* _Exercise description_:
Here are some entries; quote each one exactly.

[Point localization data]
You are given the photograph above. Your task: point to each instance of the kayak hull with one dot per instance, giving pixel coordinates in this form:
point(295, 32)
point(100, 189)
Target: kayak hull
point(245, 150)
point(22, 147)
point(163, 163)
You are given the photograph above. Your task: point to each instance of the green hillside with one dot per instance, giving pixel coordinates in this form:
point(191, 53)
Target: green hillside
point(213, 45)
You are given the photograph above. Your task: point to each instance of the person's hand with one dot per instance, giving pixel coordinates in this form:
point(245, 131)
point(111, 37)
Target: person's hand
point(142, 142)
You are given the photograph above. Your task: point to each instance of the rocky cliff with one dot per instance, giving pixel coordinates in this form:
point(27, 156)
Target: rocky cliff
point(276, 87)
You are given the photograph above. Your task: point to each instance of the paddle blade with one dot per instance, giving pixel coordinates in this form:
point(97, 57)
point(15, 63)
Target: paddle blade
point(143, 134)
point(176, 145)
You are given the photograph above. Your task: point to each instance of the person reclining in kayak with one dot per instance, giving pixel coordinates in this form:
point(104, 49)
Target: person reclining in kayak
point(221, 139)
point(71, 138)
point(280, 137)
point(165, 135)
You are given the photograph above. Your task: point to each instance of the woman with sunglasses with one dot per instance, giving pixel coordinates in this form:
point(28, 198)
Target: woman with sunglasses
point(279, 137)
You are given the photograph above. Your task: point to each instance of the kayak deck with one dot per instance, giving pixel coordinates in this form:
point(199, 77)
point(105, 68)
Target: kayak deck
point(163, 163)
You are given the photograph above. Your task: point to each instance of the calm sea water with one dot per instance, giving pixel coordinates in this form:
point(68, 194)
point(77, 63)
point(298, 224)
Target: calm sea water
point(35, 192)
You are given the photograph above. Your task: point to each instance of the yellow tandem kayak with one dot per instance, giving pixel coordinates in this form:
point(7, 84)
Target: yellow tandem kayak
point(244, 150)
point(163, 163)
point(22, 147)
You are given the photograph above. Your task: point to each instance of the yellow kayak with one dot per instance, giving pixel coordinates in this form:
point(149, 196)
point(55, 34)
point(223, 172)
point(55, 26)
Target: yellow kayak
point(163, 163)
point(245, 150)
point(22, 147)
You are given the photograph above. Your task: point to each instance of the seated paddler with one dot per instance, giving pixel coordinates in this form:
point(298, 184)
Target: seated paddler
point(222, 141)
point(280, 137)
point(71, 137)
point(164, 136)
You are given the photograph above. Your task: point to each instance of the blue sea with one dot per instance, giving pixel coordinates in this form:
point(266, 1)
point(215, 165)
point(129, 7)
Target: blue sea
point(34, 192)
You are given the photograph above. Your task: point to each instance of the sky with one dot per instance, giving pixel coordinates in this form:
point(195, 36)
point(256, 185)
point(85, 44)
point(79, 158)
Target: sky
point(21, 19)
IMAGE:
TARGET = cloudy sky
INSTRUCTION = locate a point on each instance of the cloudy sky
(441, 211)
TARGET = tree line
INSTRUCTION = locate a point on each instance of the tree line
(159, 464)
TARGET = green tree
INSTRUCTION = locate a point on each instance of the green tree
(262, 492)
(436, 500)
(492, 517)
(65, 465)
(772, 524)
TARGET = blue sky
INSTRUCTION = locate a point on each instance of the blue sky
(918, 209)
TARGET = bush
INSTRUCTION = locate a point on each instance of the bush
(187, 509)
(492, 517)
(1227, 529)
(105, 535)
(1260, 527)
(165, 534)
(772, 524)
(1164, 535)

* _Result of this exercise_:
You are given the photograph above. Your task: point to each instance of the kayak hull with one dot per instance, giving pixel coordinates in this form:
point(295, 32)
point(100, 189)
Target: kayak hull
point(245, 150)
point(22, 147)
point(163, 163)
You are given the photograph above. Your task: point to each instance of the green hillside with one dot per instance, giving pixel coordinates in this form:
point(191, 53)
Target: green hillside
point(213, 45)
You are given the photograph above. Your task: point to each instance of the person's hand with one dot per instance, giving pixel coordinates in this form:
point(245, 131)
point(111, 37)
Target: person's hand
point(142, 142)
You are given the photograph above. Your task: point to each instance of the rocky cliff with one dot per instance, giving pixel coordinates in this form:
point(27, 156)
Target: rocky cliff
point(276, 87)
You are given the photograph above. Your task: point to each instance of the paddle blade with one dot per instance, giving pixel coordinates in this form:
point(97, 57)
point(15, 63)
Target: paddle blade
point(143, 134)
point(176, 145)
You are given the photograph above. Your task: point to each instance of the person reclining in kayak with one dot per instance, giving pixel coordinates in this form:
point(104, 49)
Target: person reclining in kayak
point(221, 139)
point(71, 138)
point(280, 137)
point(165, 135)
You are given the photograph above. Your task: point to each instance of the woman with sunglasses with one dot per instance, giving pixel coordinates in this form:
point(28, 198)
Target: woman with sunglasses
point(279, 137)
You are given the photograph above. Your task: point to each instance of the kayak deck with one dot per instance, giving pixel coordinates in this form:
point(199, 77)
point(105, 68)
Target: kayak deck
point(163, 163)
You are given the photograph above. Your task: point to each instance of the calm sea water with one dot per instance, giving pixel coordinates in this form:
point(68, 194)
point(77, 63)
point(298, 224)
Target: calm sea water
point(35, 192)
You are given the photograph above. Your task: point to each instance of the yellow tandem kayak with one dot per instance, giving pixel coordinates in this form:
point(7, 84)
Target: yellow tandem kayak
point(244, 150)
point(163, 163)
point(22, 147)
You are given the photograph above. Your task: point to each instance of the yellow kayak with one dot per instance, giving pixel coordinates in this form:
point(149, 196)
point(55, 34)
point(223, 172)
point(55, 26)
Target: yellow kayak
point(163, 163)
point(245, 150)
point(22, 147)
You are given the photograph above. Your task: point to each instance of the seated paddler with one dot per instance, giving pixel coordinates in this form:
point(298, 184)
Target: seated paddler
point(222, 141)
point(280, 137)
point(71, 137)
point(164, 136)
You are given the photograph above. Your task: point to each instance of the blue sea with one dot per instance, giving pixel coordinates in this form:
point(266, 1)
point(215, 165)
point(129, 7)
Target: blue sea
point(34, 192)
You are given the photograph above. Your task: point to each instance of the sky with one dot per instance, giving pixel coordinates in this form:
point(195, 36)
point(256, 185)
point(85, 44)
point(79, 158)
Target: sky
point(21, 19)
IMAGE:
TARGET = cloudy sky
INSTRUCTION = locate a point on each instance of the cloudy sky
(441, 211)
TARGET = tree line
INSTRUCTION = locate a point on each instance of the tree line
(159, 464)
TARGET = green tree
INSTRUCTION = locate a point on each instance of the green tree
(262, 492)
(436, 500)
(492, 517)
(65, 465)
(772, 524)
TARGET = blue sky
INSTRUCTION = locate a point on each instance of the blue sky
(918, 209)
TARGET = bush
INSTRUCTION = locate a point on each instance of the bush
(187, 509)
(492, 517)
(1227, 529)
(105, 535)
(1260, 527)
(165, 534)
(772, 524)
(1164, 535)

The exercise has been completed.